**DATA TO PROCESS:**
++++++++++++++++++++

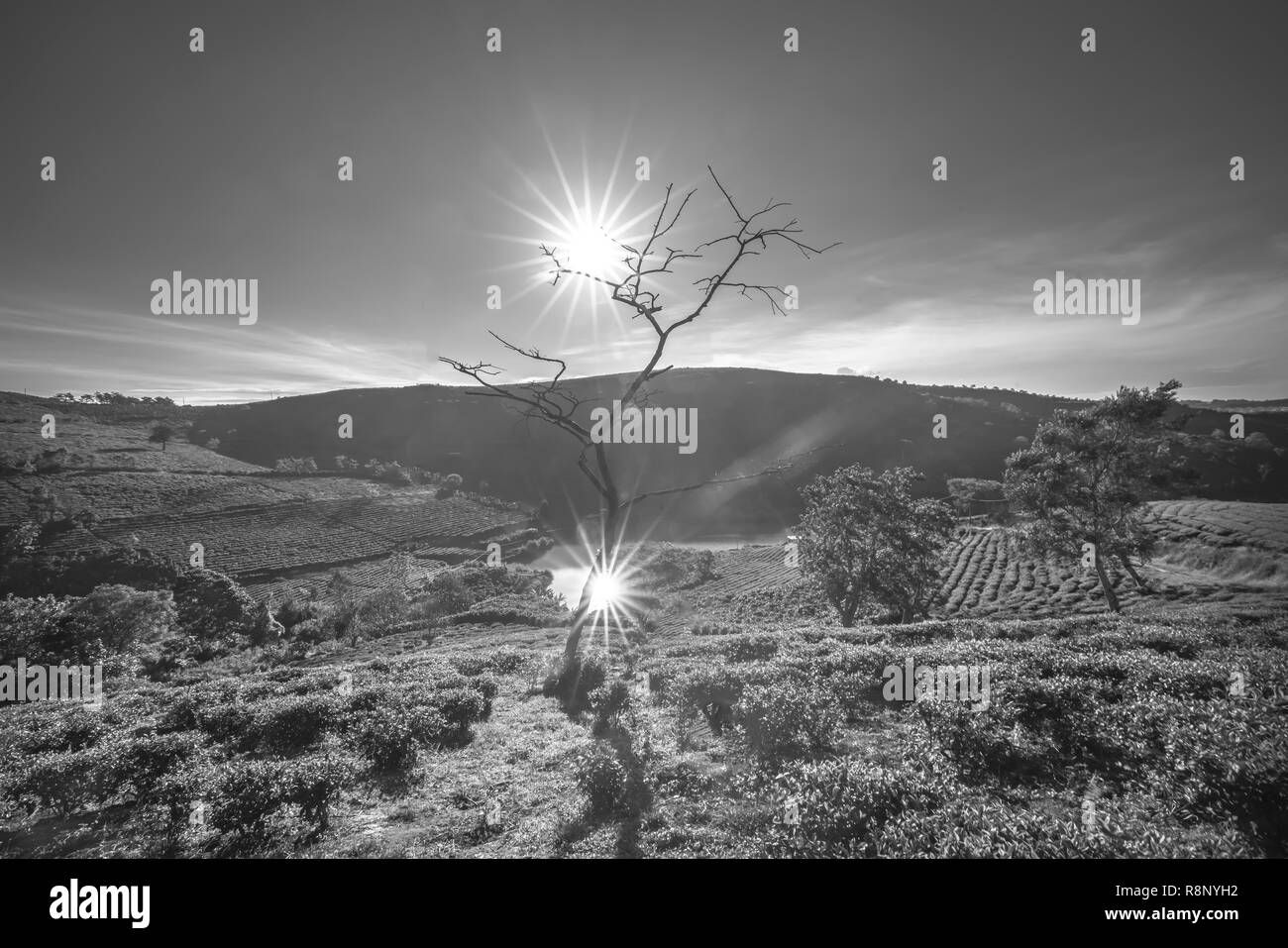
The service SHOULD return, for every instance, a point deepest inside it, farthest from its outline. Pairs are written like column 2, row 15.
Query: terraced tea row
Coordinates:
column 259, row 541
column 1223, row 523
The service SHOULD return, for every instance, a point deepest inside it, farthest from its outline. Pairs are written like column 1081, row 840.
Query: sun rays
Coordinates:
column 589, row 230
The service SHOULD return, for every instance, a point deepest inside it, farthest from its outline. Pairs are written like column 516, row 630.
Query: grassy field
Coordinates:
column 737, row 717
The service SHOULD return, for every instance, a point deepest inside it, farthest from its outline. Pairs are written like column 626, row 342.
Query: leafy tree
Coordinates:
column 213, row 607
column 162, row 434
column 27, row 626
column 863, row 537
column 1087, row 474
column 120, row 616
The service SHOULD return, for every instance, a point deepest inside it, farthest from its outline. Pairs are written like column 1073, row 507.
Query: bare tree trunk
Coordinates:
column 1111, row 596
column 605, row 556
column 1131, row 571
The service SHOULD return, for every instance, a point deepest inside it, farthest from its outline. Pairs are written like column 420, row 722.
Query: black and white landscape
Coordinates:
column 597, row 429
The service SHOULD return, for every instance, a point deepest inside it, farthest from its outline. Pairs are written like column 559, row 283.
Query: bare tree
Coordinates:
column 554, row 404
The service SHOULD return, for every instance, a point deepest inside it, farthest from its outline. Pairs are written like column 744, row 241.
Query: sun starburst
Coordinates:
column 592, row 237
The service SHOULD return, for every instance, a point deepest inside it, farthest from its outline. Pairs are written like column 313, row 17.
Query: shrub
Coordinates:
column 295, row 466
column 213, row 607
column 288, row 723
column 842, row 804
column 601, row 779
column 787, row 719
column 314, row 786
column 575, row 679
column 248, row 793
column 120, row 616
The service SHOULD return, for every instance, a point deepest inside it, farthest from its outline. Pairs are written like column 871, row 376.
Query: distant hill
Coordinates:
column 747, row 420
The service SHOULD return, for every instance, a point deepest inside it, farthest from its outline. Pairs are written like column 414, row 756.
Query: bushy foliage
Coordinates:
column 211, row 607
column 295, row 466
column 575, row 678
column 864, row 539
column 31, row 574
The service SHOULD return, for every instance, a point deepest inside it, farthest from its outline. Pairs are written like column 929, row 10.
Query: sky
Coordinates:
column 223, row 163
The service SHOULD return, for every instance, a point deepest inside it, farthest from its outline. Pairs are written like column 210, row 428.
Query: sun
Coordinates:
column 606, row 592
column 589, row 248
column 581, row 227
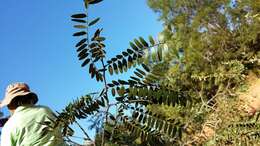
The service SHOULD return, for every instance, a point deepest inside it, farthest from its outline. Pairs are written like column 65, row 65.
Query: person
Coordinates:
column 25, row 126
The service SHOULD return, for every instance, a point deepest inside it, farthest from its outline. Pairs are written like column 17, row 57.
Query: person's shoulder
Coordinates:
column 43, row 108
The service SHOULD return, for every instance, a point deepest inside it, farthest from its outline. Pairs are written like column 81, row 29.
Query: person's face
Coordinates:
column 11, row 109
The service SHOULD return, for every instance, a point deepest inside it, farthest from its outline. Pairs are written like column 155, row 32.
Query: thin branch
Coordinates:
column 86, row 134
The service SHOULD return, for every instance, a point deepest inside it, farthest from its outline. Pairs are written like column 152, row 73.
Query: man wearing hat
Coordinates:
column 24, row 127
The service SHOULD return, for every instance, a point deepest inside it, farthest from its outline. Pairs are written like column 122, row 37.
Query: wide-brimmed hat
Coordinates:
column 17, row 89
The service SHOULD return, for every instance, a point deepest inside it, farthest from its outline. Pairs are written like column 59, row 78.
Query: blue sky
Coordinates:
column 37, row 46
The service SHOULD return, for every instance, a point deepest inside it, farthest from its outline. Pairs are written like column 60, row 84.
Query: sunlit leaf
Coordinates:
column 85, row 62
column 81, row 42
column 152, row 41
column 94, row 22
column 143, row 42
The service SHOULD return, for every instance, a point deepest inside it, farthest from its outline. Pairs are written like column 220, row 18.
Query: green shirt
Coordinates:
column 24, row 128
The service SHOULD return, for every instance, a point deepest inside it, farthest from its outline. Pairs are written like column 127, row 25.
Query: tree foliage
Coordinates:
column 183, row 93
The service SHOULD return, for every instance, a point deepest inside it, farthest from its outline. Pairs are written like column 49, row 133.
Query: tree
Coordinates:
column 221, row 47
column 185, row 95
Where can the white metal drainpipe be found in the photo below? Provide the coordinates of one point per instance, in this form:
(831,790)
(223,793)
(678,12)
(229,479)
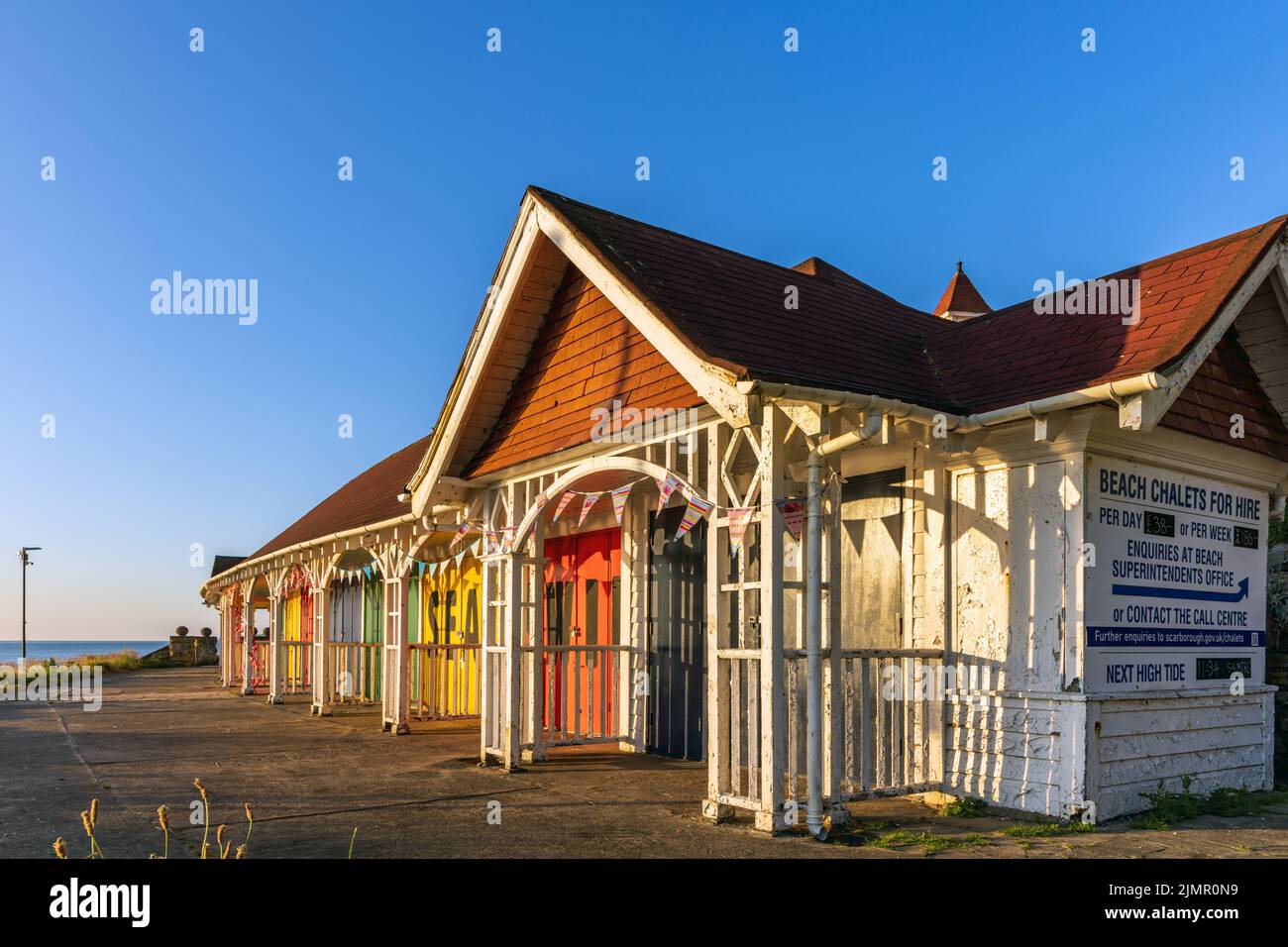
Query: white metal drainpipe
(814,617)
(880,408)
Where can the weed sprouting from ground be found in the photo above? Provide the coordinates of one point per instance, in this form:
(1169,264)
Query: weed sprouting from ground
(928,841)
(1168,808)
(1046,830)
(89,822)
(966,806)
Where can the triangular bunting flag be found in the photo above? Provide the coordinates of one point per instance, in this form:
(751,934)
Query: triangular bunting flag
(563,504)
(460,534)
(619,500)
(665,488)
(794,515)
(739,517)
(696,510)
(591,499)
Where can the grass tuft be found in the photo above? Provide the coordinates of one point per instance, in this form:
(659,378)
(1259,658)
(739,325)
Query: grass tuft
(966,806)
(1168,808)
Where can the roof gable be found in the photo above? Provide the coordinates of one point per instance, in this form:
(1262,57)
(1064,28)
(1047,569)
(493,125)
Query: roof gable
(369,497)
(1225,386)
(585,356)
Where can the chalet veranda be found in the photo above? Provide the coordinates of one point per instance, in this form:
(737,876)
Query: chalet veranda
(833,549)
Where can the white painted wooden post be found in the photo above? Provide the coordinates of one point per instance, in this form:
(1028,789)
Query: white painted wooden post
(274,651)
(395,692)
(224,641)
(322,655)
(511,712)
(773,723)
(536,684)
(716,620)
(248,644)
(487,657)
(632,682)
(833,682)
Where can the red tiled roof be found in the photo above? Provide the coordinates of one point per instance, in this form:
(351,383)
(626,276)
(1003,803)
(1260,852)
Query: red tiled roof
(848,335)
(1227,385)
(961,295)
(369,497)
(730,309)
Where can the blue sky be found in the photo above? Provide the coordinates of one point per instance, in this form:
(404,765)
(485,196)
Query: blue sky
(180,429)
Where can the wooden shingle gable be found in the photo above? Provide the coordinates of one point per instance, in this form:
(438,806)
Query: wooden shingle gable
(541,248)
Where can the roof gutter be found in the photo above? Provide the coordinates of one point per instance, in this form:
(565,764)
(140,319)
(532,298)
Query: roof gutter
(958,424)
(343,535)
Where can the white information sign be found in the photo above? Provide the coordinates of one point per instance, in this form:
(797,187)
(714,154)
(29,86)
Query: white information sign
(1176,598)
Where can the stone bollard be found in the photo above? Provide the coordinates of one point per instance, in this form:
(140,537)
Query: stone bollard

++++++++++++++++++++

**WHAT TO DO:** Change every "instance" in the rows above to "object" and write all the rows out again with nothing else altered. Leave the pictures out.

**RESPONSE TO THE EXERCISE:**
The service SHOULD return, for every object, a point deepest inside it, farthest from its outline. Pairs are written like column 2, row 15.
Query: terraced tea row
Coordinates:
column 259, row 541
column 1223, row 523
The service SHOULD return, for every object, a point deepest inside it, farthest from its outline. Pairs are written like column 1081, row 840.
Query: sun rays
Coordinates:
column 589, row 230
The service SHOULD return, for every object, a point deepest inside it, farthest from its outline. Pairs are written like column 516, row 630.
Query: grassy field
Coordinates:
column 737, row 717
The service SHOULD return, for every object, a point deepest inside it, farthest from its outline. Pairs are written like column 626, row 342.
Query: leafy tree
Coordinates:
column 213, row 607
column 162, row 434
column 27, row 626
column 863, row 537
column 1087, row 474
column 120, row 616
The service SHOULD return, for every object, a point deepest inside it, farthest from its outline. Pairs are written like column 1073, row 507.
Query: bare tree trunk
Coordinates:
column 1111, row 596
column 605, row 556
column 1131, row 571
The service SHOULD return, for every object, a point deepest inside it, farthest from its outline. Pairs are written like column 420, row 722.
Query: black and white landscape
Coordinates:
column 597, row 429
The service SHOULD return, for every object, a point deepest inside it, farthest from its outline. Pairs are written like column 559, row 283.
Query: bare tree
Coordinates:
column 554, row 404
The service SHOULD return, for every object, a point deepest inside it, farthest from its outline. Pairs are written like column 744, row 241.
Query: sun starburst
Coordinates:
column 592, row 237
The service SHOULD return, for every object, a point deepest inside it, farthest from its outline. Pairs are written like column 313, row 17.
Query: shrub
Coordinates:
column 295, row 466
column 213, row 607
column 288, row 723
column 842, row 804
column 601, row 779
column 787, row 719
column 314, row 786
column 575, row 679
column 248, row 793
column 120, row 616
The service SHOULD return, for every object, a point deepest inside it, farthest from its outline. Pairs are written like column 871, row 376.
Query: distant hill
Coordinates:
column 747, row 420
The service SHOULD return, for every object, a point deepest inside it, farthest from its outline. Pairs are written like column 414, row 756.
Query: bushy foliage
Coordinates:
column 211, row 607
column 295, row 466
column 575, row 678
column 864, row 539
column 31, row 574
The service SHOULD return, for every object, a point deepest inside it, farthest from its outline. Pairs are written like column 929, row 10.
Query: sky
Coordinates:
column 223, row 163
The service SHOULD return, for every object, a point deepest inside it, farthest from its outline. Pairs are written like column 210, row 428.
Query: sun
Coordinates:
column 606, row 592
column 589, row 248
column 581, row 227
The service SHOULD return, for every object, a point deepest inside it, farthest from its outline. Pairs are written like column 65, row 65.
Query: person
Coordinates:
column 25, row 126
The service SHOULD return, for every object, a point deepest inside it, farthest from its outline. Pairs are written like column 17, row 57.
Query: person's shoulder
Coordinates:
column 43, row 108
The service SHOULD return, for every object, a point deepest inside it, farthest from its outline. Pairs are written like column 81, row 29.
Query: person's face
Coordinates:
column 11, row 109
The service SHOULD return, for every object, a point deepest inside it, farthest from its outline. Pairs are written like column 155, row 32.
Query: thin branch
Coordinates:
column 86, row 134
The service SHOULD return, for every object, a point deepest inside it, farthest from its outline. Pairs are written like column 152, row 73.
Query: man wearing hat
Coordinates:
column 24, row 127
The service SHOULD return, for every object, a point deepest inside it, farthest from its outline. Pairs are written like column 122, row 37.
Query: wide-brimmed hat
Coordinates:
column 17, row 89
The service SHOULD return, for every object, a point deepest inside it, farthest from its outline. Pairs are written like column 59, row 78.
Query: blue sky
Coordinates:
column 37, row 46
The service SHOULD return, for every object, a point deepest inside it, farthest from its outline. Pairs are written like column 60, row 84.
Query: sunlit leaf
Coordinates:
column 85, row 62
column 81, row 42
column 152, row 41
column 94, row 22
column 143, row 42
The service SHOULD return, for every object, a point deepest inside it, farthest from its outline. Pairs are written like column 220, row 18.
Query: green shirt
Coordinates:
column 24, row 128
The service SHOULD return, for every object, a point deepest inside it, farthest from its outline. Pairs are written like column 127, row 25.
Query: tree foliage
Coordinates:
column 183, row 93
The service SHOULD return, for every object, a point deepest inside it, farthest from its outline. Pairs are written like column 49, row 133.
Query: tree
Coordinates:
column 221, row 47
column 185, row 95
Where can the white metal drainpipe be found in the photo below? Provide the coordinates of one point per object, in this form:
(831,790)
(223,793)
(678,12)
(229,479)
Query: white metal drainpipe
(814,617)
(880,408)
Where can the weed sprouting from ground be found in the photo above? Provide the coordinates of one point per object, in this form:
(1169,264)
Query: weed sprouting from ground
(928,841)
(1168,808)
(1046,830)
(89,822)
(966,806)
Where can the triangular bunting flag be found in the photo above? Provide the coordinates of one point per object, in this form:
(751,934)
Query: triangular bunting flag
(563,504)
(460,534)
(619,500)
(665,488)
(794,515)
(739,517)
(696,510)
(591,499)
Where can the grass tuft be found in the photo above? Provide the coordinates of one point per object, in this form:
(659,378)
(1259,658)
(739,325)
Query: grass tuft
(966,806)
(1168,808)
Where can the roof gable be found in the photo above? Provide the coordinates of one point per object, in this form:
(1262,57)
(1064,28)
(1047,569)
(493,125)
Query: roof gable
(369,497)
(1225,386)
(585,356)
Where can the chalet veranda be found in the photo above? Provide the coordinates of one point per object, in this form:
(737,876)
Query: chalet veranda
(833,549)
Where can the white painted wooden post be found in the photo above? Provide the coordinates of one point per object, in this form:
(1028,789)
Query: white painted wooden post
(274,651)
(395,692)
(224,641)
(322,655)
(511,712)
(773,723)
(536,684)
(716,620)
(248,644)
(487,657)
(632,682)
(833,682)
Where can the red tiled roof be found in the photo above? Provide the coordinates of one point per object, in this form:
(351,383)
(626,276)
(1003,803)
(1260,852)
Query: red tiled roof
(848,335)
(1227,385)
(961,295)
(369,497)
(730,309)
Where can the blue sky be found in the photo above? Provide the coordinates of one point per object, in this form:
(404,765)
(485,196)
Query: blue sky
(180,429)
Where can the wooden shingle gable be found in the photo above? Provide the coordinates of one point per object, in this form:
(438,806)
Query: wooden shingle gable
(541,248)
Where can the roof gutter be found in the photo above? Provide the coordinates of one point per object, in this form:
(565,764)
(140,319)
(532,298)
Query: roof gutter
(958,424)
(343,535)
Where can the white information sign be found in the photo above? Provide the coordinates of one point per object, in this form:
(797,187)
(714,154)
(29,86)
Query: white information sign
(1176,598)
Where can the stone bollard be found in the photo above? Provide the coordinates of one point per object, in this form:
(140,537)
Query: stone bollard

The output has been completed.